(Exercise prompt)
Rewrite the records below, swapping every "Target" for "Label" and keeping everything else the same.

Data listing
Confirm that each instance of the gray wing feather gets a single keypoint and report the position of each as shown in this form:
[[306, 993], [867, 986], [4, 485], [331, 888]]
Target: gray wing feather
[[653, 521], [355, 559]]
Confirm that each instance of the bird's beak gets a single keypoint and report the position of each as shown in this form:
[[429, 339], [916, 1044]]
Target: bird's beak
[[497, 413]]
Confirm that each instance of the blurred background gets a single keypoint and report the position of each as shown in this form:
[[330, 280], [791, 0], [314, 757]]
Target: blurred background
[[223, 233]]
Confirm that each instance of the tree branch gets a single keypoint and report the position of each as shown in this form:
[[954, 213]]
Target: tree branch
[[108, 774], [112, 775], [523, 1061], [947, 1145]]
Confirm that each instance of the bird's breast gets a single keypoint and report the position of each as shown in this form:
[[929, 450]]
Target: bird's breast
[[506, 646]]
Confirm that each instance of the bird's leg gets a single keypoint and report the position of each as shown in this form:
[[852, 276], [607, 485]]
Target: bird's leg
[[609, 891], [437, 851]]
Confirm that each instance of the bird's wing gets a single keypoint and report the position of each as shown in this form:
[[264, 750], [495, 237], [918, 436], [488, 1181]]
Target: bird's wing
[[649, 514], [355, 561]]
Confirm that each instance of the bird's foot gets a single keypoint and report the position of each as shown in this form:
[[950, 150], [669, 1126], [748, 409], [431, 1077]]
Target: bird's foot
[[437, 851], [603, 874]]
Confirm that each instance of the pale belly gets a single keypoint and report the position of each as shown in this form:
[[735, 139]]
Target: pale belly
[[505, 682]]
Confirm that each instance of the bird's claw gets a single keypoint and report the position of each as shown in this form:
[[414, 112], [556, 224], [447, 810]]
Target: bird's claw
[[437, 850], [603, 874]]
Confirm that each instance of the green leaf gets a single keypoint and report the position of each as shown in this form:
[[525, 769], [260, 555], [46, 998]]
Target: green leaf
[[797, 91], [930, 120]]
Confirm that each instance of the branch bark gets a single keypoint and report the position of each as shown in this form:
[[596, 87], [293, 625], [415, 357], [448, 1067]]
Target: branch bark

(Exercise response)
Confirm that each instance of the gray wing feather gets a single keypoint and report the position of each as shown in this form:
[[306, 993], [867, 986], [4, 485], [331, 888]]
Label: gray wing feather
[[653, 521], [355, 559]]
Confirm that each instance of the bird's beak gets a single keypoint and report the position of each as shown in this form:
[[429, 339], [916, 1044]]
Label: bird's beak
[[497, 413]]
Confirm that each instance of the blurred background gets a single keypoint and report the position of each as shown in this form:
[[330, 280], [791, 0], [314, 757]]
Label: blurred background
[[223, 233]]
Confirm that each instance of the tree branch gets a single keypoint and report the position of each as shown in this form:
[[954, 213]]
Label: tree branch
[[108, 774], [112, 775], [523, 1061], [947, 1145]]
Confirm that each instance of the bird's breast gets a single keypoint and report the position of each as shown in this form:
[[929, 450]]
Label: bird's breast
[[506, 646]]
Confirm that each instance of the bird's leg gets a single keypoint and report the position of each as shown in this form:
[[852, 276], [607, 485]]
Label: bird's leg
[[609, 891], [437, 851]]
Confirm that each instance of the bird's wing gets a single keypoint and report the position of each as shown in this form:
[[264, 750], [495, 237], [918, 436], [488, 1181]]
Label: bird's wing
[[649, 514], [355, 561]]
Confirm that each instance of the bird's foot gets a single keypoint and report the position of each as shown in this form:
[[950, 150], [669, 1126], [748, 409], [431, 1077]]
Label: bird's foot
[[437, 851], [603, 874]]
Confirm that each instance of the pale belly gets a single keypoint and report the position of each as shown in this form:
[[735, 139]]
Label: pale belly
[[505, 682]]
Confirm that each instance of the bird's claw gets a single keypoint and report the position of each as shown in this form:
[[414, 112], [556, 224], [447, 810]]
Label: bird's claw
[[437, 850], [603, 874]]
Confirm that each instance of the green leaf gets a single keypoint and report the position of each as shown in this form:
[[525, 769], [260, 555], [46, 998]]
Label: green leaf
[[797, 91], [930, 120]]
Confirm that each instance of the branch bark gets a single keypoint and report the position of each as shown in this form:
[[596, 87], [293, 625], [415, 357], [448, 1067]]
Label: branch bark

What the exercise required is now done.